======== Records for this task ========

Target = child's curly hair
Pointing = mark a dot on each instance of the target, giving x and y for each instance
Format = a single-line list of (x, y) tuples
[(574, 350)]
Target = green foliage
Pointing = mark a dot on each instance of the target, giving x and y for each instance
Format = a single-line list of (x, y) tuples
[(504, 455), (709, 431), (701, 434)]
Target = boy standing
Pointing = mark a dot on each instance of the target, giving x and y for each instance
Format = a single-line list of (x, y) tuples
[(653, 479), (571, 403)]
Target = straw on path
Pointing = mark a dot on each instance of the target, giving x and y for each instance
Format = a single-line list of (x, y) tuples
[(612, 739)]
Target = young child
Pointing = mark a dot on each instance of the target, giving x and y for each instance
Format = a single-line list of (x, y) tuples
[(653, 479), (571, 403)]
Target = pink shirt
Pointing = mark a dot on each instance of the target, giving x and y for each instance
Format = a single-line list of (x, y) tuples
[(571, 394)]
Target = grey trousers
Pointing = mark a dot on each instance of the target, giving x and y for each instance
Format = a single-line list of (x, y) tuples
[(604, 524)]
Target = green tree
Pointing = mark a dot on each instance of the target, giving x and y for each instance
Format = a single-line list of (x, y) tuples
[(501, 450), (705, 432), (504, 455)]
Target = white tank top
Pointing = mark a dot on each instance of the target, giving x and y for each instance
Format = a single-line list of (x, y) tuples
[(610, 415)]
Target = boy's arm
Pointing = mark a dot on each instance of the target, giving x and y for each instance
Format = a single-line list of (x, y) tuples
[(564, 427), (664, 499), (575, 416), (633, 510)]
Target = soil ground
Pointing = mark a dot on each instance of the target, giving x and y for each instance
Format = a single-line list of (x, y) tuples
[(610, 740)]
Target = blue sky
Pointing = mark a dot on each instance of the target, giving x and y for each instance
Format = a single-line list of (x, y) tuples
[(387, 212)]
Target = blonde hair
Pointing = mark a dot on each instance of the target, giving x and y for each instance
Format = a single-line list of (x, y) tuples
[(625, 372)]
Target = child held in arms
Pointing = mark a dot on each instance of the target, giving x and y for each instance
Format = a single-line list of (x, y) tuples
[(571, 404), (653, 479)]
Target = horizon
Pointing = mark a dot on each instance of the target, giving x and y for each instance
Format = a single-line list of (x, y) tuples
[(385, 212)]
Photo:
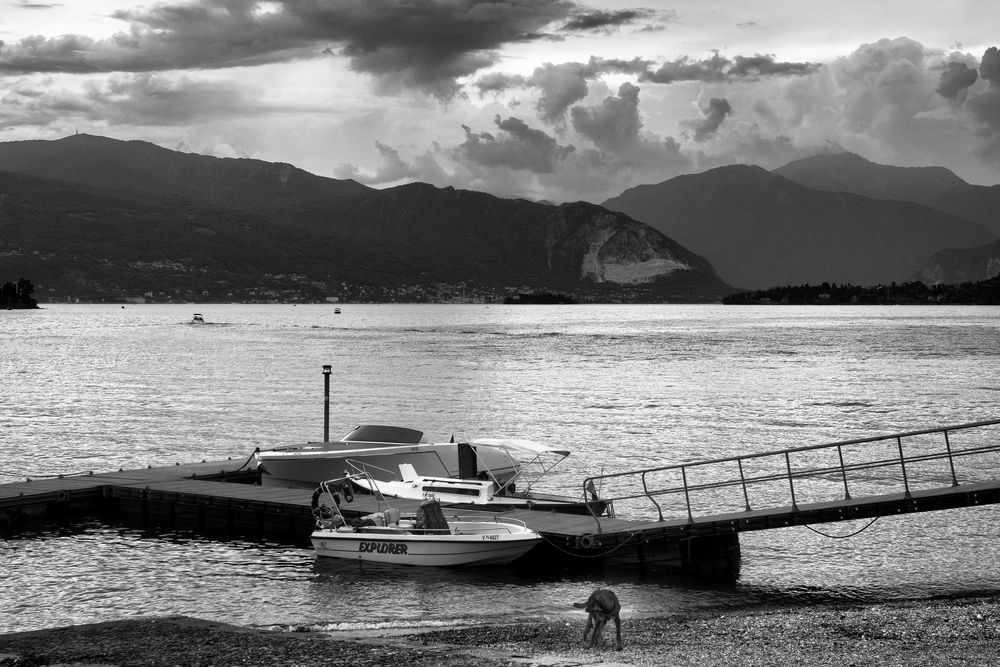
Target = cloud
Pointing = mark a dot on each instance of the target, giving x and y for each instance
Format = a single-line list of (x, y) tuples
[(427, 45), (956, 78), (145, 99), (712, 116), (393, 168), (560, 86), (605, 20), (614, 123), (718, 68), (517, 147), (985, 107)]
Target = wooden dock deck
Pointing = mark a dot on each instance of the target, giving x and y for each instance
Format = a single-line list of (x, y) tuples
[(220, 499)]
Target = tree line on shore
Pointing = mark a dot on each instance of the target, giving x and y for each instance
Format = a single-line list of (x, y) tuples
[(986, 292), (17, 295)]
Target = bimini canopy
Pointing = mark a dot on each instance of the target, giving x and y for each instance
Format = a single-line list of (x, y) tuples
[(526, 448)]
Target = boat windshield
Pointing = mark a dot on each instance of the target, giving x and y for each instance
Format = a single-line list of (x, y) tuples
[(376, 433)]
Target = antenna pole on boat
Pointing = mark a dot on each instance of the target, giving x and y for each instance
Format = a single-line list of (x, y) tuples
[(327, 369)]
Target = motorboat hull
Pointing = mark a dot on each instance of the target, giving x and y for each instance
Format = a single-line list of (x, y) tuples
[(463, 544), (541, 502)]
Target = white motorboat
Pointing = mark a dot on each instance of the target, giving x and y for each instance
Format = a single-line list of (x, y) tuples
[(427, 538), (382, 447), (531, 461)]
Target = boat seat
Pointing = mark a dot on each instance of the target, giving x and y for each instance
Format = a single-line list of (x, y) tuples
[(430, 516)]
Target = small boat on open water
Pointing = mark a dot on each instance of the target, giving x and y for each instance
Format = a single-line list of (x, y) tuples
[(427, 538)]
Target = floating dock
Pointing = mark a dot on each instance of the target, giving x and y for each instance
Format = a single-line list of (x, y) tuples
[(910, 472)]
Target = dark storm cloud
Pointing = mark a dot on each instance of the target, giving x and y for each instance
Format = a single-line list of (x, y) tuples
[(417, 44), (517, 146), (719, 68), (615, 123), (956, 78), (718, 109)]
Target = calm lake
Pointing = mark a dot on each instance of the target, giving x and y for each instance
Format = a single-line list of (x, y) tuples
[(97, 388)]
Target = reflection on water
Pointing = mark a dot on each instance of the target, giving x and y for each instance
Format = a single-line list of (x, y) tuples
[(624, 387)]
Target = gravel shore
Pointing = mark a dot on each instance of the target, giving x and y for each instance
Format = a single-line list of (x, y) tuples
[(963, 631)]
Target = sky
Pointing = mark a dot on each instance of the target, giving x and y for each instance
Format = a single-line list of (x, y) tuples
[(553, 100)]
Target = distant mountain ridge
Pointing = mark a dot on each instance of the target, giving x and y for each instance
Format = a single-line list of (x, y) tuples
[(95, 217), (760, 229), (106, 163), (936, 187)]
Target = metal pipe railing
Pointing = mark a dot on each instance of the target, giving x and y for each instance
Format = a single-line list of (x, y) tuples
[(841, 469)]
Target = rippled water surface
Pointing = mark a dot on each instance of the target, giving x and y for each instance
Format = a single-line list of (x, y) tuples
[(102, 387)]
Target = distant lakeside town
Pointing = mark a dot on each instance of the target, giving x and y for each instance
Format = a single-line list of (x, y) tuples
[(18, 295)]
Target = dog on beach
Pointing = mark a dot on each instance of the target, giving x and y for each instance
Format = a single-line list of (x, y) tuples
[(601, 606)]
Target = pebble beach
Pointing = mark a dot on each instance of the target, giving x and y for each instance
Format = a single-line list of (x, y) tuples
[(952, 631)]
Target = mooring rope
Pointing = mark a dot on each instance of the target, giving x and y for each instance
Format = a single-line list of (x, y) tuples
[(843, 537)]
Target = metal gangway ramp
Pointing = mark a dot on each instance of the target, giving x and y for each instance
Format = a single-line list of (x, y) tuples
[(916, 471)]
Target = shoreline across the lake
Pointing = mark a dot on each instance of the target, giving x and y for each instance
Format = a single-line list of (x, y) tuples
[(949, 631)]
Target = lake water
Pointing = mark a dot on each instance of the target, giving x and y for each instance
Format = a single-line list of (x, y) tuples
[(104, 387)]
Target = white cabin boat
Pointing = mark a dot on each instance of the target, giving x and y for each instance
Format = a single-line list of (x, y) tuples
[(531, 460), (381, 447), (425, 539)]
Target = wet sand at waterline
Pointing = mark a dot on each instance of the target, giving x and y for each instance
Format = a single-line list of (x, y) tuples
[(954, 631)]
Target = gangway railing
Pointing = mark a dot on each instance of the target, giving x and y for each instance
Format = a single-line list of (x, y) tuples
[(786, 478)]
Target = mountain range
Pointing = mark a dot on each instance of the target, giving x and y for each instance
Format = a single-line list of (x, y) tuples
[(100, 219), (761, 229), (96, 218)]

========

> _What you should do_: Reproduce the material from the line with "Target = metal pipe railing" up to and including the line with "[(916, 471)]", replacing "pebble beach" with "gravel beach" and leaving everything else unchanged.

> _Task answer_:
Target = metal pipe railing
Pointing = mark a dot on each instance of the target, giving x and y for each instance
Format = a single-line list of (x, y) tuples
[(841, 469)]
Target = rippled water surface
Pointing = mark a dot on each instance of the target, giving x and y for each instance
Format = a single-line list of (x, y) tuples
[(102, 387)]
Target = distant lakeside town
Pointing = mark a dot on each instance of the target, giving x and y for each instance
Format = a single-line list of (x, y) tuples
[(18, 295)]
Target = dog on beach
Pointing = mark a dot on each instance of the target, giving x and y for each instance
Format = a single-line list of (x, y) tuples
[(601, 606)]
Target = gravel beach
Pointing = mark a dot on each instance of the target, giving x and y for each instance
Format = a single-line list of (x, y) tuples
[(952, 631)]
Target = mooring rope
Pointing = mark a dot on each instance of the target, giving x and y for each instance
Format = a single-line list of (x, y) tuples
[(843, 537)]
Target = metal gangway ramp
Pointing = mark a dot on each instance of the target, giving x and y for each instance
Format = a single-line list of (x, y) tuples
[(916, 471)]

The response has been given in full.